» EXERCISE DETAILS
Leave out the pictures and return every entry exactly as it appears.
------ PROVIDED DATA ------
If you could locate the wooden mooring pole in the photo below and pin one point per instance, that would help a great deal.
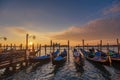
(68, 50)
(83, 44)
(40, 50)
(45, 49)
(50, 45)
(118, 45)
(100, 45)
------
» THE RESPONSE
If you could locate the wooden mooring pole in the photo below and pin one point per instance, that would help a great deal.
(68, 50)
(83, 44)
(40, 50)
(45, 49)
(50, 45)
(118, 45)
(100, 45)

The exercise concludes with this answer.